SOURCE PASSAGE >>
We have no exceptions to report arising from this responsibility.
Directors’ remuneration
Directors’ remuneration report – Companies Act 2006 opinion
In our opinion, the part of the Directors’ Remuneration report to
be audited has been properly prepared in accordance with the
Companies Act 2006.
Other Companies Act 2006 reporting
Under the Companies Act 2006 we are required to report to you
if, in our opinion, certain disclosures of Directors’ remuneration
specified by law are not made. We have no exceptions to report
arising from this responsibility.
Corporate governance statement
Under the Companies Act 2006 we are required to report to
you if, in our opinion, a corporate governance statement has
not been prepared by the Company. We have no exceptions
to report arising from this responsibility.
Under the Listing Rules we are required to review the part of
the Corporate Governance Statement relating to ten further
provisions of the Code. We have nothing to report having
performed our review.
RESPONSIBILITIES FOR THE ACCOUNTS
AND THE AUDIT
Our responsibilities and those of the Directors
As explained more fully in the Statement of Directors’
responsibilities set out on page 84, the Directors are responsible
for the preparation of the accounts and for being satisfied that
they give a true and fair view.
Our responsibility is to audit and express an opinion on the
accounts in accordance with applicable law and ISAs (UK &
Ireland). Those standards require us to comply with the Auditing
Practices Board’s Ethical Standards for Auditors.

DATASET EXTRACT >>

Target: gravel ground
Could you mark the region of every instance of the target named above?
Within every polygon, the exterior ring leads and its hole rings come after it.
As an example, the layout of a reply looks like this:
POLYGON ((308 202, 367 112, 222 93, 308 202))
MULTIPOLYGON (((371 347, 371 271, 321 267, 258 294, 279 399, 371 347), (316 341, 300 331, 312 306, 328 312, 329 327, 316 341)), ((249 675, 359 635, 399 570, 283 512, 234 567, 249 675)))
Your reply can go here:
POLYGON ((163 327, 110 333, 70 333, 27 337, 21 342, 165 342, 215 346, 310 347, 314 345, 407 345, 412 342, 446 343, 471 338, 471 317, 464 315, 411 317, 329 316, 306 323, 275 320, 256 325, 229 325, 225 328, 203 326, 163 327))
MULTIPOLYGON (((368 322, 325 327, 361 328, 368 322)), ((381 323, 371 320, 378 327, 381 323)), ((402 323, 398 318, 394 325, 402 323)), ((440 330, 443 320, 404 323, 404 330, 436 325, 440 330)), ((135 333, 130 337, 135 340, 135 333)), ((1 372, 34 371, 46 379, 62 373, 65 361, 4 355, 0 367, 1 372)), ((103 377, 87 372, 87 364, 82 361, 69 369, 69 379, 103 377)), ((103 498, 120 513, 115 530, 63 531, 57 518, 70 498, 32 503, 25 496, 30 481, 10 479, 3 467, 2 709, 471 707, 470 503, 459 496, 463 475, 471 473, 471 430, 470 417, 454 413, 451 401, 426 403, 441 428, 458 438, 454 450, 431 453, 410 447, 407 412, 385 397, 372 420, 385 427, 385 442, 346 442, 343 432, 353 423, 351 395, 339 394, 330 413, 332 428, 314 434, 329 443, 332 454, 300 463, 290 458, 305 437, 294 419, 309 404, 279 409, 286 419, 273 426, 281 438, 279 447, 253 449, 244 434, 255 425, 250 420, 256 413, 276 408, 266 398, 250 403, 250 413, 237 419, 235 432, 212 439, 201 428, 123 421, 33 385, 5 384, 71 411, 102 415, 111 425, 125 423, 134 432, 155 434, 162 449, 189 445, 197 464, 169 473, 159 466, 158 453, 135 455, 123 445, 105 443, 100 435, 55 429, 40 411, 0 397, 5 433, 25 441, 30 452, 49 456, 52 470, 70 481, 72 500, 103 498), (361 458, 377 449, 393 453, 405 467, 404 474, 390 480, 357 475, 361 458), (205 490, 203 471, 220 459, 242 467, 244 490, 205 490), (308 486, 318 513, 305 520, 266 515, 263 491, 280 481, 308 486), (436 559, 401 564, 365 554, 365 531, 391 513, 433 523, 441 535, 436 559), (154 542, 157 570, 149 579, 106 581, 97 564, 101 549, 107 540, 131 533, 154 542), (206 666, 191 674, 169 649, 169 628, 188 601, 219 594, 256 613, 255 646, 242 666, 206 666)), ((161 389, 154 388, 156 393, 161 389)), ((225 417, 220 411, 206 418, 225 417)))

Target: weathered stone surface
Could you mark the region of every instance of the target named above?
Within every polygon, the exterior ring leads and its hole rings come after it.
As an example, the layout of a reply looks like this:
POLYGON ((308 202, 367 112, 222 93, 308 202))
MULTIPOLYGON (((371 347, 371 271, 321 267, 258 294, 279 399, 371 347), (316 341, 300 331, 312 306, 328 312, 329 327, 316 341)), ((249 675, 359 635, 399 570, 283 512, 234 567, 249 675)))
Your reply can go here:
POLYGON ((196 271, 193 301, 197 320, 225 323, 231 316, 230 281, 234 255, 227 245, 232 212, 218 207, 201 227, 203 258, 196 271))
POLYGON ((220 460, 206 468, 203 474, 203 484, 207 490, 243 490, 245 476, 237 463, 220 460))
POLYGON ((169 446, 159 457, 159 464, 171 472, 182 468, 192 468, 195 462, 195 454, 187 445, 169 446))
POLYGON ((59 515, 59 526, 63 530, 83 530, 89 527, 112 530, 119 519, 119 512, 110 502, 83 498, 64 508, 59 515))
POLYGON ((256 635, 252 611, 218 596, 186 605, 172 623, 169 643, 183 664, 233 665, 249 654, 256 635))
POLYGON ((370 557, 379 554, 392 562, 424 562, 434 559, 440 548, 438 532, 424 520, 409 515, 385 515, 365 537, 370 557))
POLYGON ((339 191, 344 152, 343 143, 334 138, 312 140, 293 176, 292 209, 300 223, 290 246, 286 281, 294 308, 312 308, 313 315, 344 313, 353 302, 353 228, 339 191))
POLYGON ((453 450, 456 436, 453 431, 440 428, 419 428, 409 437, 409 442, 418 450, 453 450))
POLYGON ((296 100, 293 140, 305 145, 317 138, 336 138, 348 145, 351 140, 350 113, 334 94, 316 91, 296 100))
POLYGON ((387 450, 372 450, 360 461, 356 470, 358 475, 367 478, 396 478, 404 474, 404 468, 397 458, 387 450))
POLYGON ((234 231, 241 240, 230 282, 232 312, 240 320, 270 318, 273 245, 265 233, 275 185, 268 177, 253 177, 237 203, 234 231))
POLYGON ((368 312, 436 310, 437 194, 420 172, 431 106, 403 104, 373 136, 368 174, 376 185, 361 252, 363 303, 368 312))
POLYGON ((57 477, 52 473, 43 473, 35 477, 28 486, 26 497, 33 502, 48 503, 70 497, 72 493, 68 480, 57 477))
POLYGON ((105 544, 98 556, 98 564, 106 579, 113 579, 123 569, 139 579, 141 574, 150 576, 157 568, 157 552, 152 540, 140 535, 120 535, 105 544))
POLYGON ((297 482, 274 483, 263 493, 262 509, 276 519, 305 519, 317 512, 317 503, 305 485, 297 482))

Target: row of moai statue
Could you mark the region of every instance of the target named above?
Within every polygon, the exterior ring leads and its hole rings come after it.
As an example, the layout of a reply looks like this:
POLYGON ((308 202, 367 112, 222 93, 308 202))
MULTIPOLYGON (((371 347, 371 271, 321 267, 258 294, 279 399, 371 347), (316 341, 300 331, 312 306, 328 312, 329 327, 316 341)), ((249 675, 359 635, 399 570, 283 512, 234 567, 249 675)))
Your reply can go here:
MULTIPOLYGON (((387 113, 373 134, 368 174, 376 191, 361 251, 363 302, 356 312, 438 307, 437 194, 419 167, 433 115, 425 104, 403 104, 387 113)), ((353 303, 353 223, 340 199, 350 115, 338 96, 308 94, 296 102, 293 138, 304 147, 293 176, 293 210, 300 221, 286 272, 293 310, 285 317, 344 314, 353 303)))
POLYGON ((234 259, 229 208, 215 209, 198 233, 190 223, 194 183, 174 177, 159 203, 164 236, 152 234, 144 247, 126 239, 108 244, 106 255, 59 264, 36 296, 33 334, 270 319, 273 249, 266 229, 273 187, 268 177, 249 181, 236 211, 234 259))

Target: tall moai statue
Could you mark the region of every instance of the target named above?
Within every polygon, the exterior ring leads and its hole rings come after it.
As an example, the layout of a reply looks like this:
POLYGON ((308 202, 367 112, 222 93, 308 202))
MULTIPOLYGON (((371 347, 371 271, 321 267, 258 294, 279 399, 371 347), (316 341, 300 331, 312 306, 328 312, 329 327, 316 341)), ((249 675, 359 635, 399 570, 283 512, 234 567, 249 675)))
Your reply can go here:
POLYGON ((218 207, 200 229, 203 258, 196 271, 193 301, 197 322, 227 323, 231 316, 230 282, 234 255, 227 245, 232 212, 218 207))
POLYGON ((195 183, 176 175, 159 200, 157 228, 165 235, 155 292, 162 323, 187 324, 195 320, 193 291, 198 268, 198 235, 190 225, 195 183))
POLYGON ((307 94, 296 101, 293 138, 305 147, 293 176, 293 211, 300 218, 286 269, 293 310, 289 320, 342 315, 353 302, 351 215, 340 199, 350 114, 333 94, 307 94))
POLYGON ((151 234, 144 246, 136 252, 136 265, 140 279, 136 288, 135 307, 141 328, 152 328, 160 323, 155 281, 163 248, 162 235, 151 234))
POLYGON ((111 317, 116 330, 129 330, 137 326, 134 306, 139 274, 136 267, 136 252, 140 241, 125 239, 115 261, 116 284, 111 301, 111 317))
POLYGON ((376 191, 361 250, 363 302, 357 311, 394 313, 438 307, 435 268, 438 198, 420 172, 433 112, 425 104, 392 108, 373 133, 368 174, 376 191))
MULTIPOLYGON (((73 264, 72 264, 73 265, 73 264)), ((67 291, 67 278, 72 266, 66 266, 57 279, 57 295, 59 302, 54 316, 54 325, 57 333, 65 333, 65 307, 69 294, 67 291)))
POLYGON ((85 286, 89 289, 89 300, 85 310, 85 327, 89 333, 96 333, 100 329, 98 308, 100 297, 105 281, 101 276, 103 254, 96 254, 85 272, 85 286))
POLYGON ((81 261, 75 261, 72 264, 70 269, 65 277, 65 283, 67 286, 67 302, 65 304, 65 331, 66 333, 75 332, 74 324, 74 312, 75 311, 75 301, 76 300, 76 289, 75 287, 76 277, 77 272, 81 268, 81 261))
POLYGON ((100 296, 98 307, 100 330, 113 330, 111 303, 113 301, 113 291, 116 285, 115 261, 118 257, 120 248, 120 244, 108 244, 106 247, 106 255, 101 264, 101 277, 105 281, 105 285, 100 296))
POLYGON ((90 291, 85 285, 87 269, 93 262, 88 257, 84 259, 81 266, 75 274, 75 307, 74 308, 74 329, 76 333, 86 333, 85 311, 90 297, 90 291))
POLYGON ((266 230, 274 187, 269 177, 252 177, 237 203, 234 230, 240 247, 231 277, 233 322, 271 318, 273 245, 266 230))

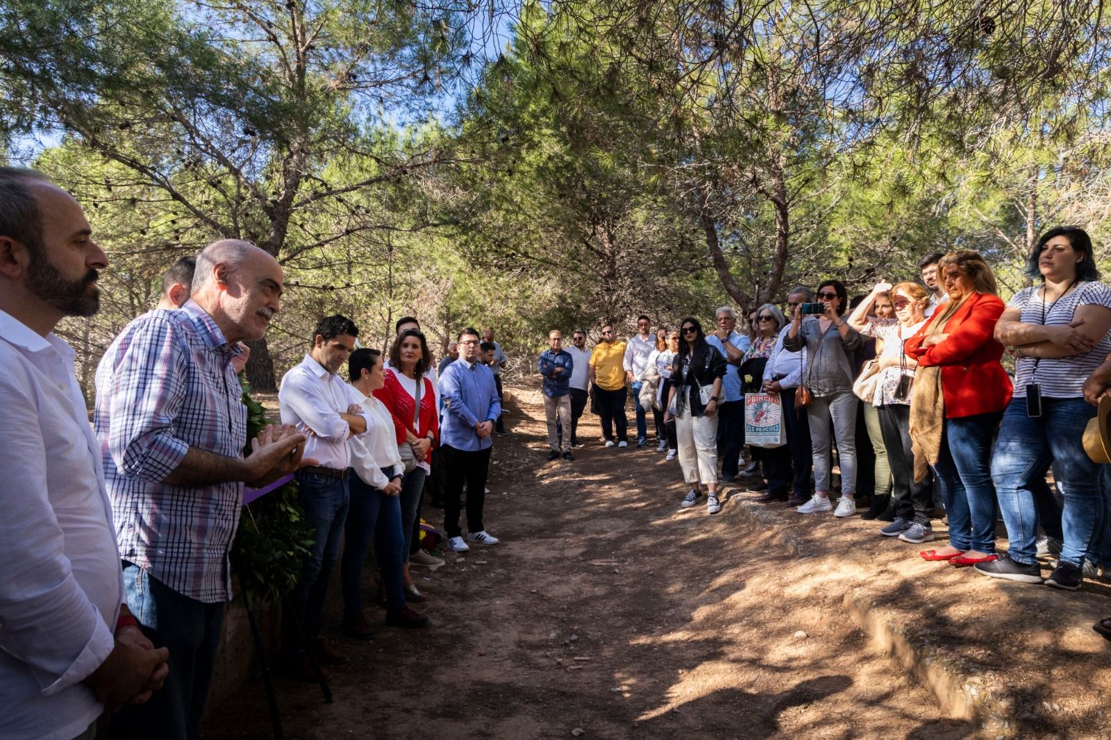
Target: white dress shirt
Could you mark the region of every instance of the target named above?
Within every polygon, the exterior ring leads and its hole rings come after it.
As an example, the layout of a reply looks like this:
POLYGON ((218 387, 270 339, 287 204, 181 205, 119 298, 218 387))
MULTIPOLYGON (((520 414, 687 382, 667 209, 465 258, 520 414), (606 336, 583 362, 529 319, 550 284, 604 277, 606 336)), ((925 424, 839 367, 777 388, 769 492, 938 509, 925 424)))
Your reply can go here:
POLYGON ((400 476, 406 470, 398 452, 398 437, 393 431, 393 417, 386 404, 373 396, 363 396, 354 386, 349 387, 352 396, 358 396, 367 419, 367 431, 348 440, 351 450, 351 467, 362 482, 381 489, 390 482, 393 476, 400 476), (393 473, 387 476, 382 468, 392 468, 393 473))
POLYGON ((333 470, 351 464, 347 444, 351 427, 340 414, 361 401, 361 393, 328 372, 311 354, 306 354, 300 364, 286 373, 278 391, 282 423, 297 424, 300 431, 312 430, 304 444, 304 457, 333 470))
POLYGON ((69 740, 123 601, 100 447, 73 350, 0 311, 0 738, 69 740))
POLYGON ((574 344, 564 347, 564 351, 571 356, 574 366, 571 368, 571 388, 587 390, 590 387, 590 350, 579 349, 574 344))

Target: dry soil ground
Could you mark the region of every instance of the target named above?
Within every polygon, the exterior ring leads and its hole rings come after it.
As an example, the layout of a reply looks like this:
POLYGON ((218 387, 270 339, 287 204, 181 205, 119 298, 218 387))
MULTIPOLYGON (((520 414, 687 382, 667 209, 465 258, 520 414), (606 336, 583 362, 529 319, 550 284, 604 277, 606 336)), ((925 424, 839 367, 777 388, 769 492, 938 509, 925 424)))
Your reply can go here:
MULTIPOLYGON (((871 522, 769 510, 741 487, 717 516, 680 510, 677 462, 602 448, 589 412, 577 460, 544 462, 539 394, 513 396, 487 498, 502 543, 414 570, 428 629, 333 631, 352 657, 332 669, 333 703, 279 679, 287 737, 1111 737, 1111 650, 1089 629, 1111 613, 1105 589, 1000 584, 925 563, 871 522), (947 716, 857 628, 850 590, 1020 724, 947 716)), ((206 728, 270 737, 261 681, 206 728)))

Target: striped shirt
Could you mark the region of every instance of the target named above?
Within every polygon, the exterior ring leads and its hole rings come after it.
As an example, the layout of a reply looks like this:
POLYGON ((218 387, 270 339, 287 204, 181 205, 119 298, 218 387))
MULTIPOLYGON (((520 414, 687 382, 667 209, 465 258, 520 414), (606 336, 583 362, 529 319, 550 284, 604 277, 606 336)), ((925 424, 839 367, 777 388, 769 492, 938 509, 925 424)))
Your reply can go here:
MULTIPOLYGON (((1111 289, 1105 284, 1079 282, 1067 296, 1044 303, 1045 321, 1042 322, 1043 301, 1038 294, 1040 289, 1035 286, 1020 290, 1007 304, 1022 310, 1019 318, 1022 323, 1060 327, 1071 323, 1073 313, 1081 306, 1111 308, 1111 289)), ((1041 387, 1041 394, 1045 398, 1081 398, 1084 380, 1102 364, 1109 351, 1111 351, 1111 331, 1083 354, 1042 360, 1020 357, 1014 363, 1014 398, 1025 398, 1027 386, 1030 383, 1038 383, 1041 387)))
POLYGON ((129 323, 97 368, 93 423, 120 558, 206 603, 231 600, 243 484, 162 481, 190 447, 242 458, 247 407, 230 362, 240 351, 188 301, 129 323))

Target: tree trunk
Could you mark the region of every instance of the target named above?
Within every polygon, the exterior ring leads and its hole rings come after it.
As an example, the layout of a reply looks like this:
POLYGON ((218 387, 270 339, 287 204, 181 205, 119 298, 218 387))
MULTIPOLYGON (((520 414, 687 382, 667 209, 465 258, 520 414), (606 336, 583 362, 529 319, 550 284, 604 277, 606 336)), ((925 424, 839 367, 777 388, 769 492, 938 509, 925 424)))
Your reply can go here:
POLYGON ((247 382, 251 383, 251 389, 274 393, 278 391, 278 378, 274 374, 274 361, 270 357, 270 348, 267 346, 267 338, 248 342, 251 348, 251 358, 247 361, 247 382))

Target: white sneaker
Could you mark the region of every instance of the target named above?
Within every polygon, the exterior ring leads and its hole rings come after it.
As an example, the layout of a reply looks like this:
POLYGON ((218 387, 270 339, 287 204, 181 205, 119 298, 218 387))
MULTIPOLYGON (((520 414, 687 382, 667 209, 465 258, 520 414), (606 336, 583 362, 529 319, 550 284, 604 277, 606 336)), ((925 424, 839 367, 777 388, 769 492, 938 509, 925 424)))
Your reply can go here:
POLYGON ((468 532, 467 541, 477 542, 479 544, 498 544, 498 538, 492 534, 487 534, 484 529, 480 532, 468 532))
POLYGON ((795 509, 795 511, 799 513, 818 513, 819 511, 829 511, 832 508, 833 504, 830 503, 828 497, 812 496, 809 501, 795 509))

DIRECTIONS >>
1/ Edit the audit report passage starting at "Under the Listing" and ending at "and fair view.", changing "page 84" to "page 86".
2/ Reproduce the records word for word, starting at their first line and ending at the line that contains "POLYGON ((163 327, 110".
The records bear no relation to the audit report passage.

RESULTS BY TASK >>
1/
Under the Listing Rules we are required to review the part of
the Corporate Governance Statement relating to ten further
provisions of the Code. We have nothing to report having
performed our review.
RESPONSIBILITIES FOR THE ACCOUNTS
AND THE AUDIT
Our responsibilities and those of the Directors
As explained more fully in the Statement of Directors’
responsibilities set out on page 86, the Directors are responsible
for the preparation of the accounts and for being satisfied that
they give a true and fair view.

2/
Target: gravel ground
Could you mark the region of every instance of the target named above?
Within every polygon, the exterior ring leads and its hole rings come after it.
As an example, the layout of a reply looks like this:
POLYGON ((308 202, 367 112, 222 93, 308 202))
MULTIPOLYGON (((371 347, 371 271, 321 267, 258 294, 279 399, 371 347), (316 341, 300 331, 312 306, 328 312, 329 327, 316 341)), ((249 675, 359 635, 399 570, 283 512, 234 567, 249 675)))
Your reply can go here:
POLYGON ((163 327, 110 333, 70 333, 27 337, 21 342, 165 342, 215 346, 310 347, 314 345, 407 345, 412 342, 446 343, 471 338, 471 317, 464 315, 411 317, 329 316, 306 323, 275 320, 256 325, 229 325, 225 328, 203 326, 163 327))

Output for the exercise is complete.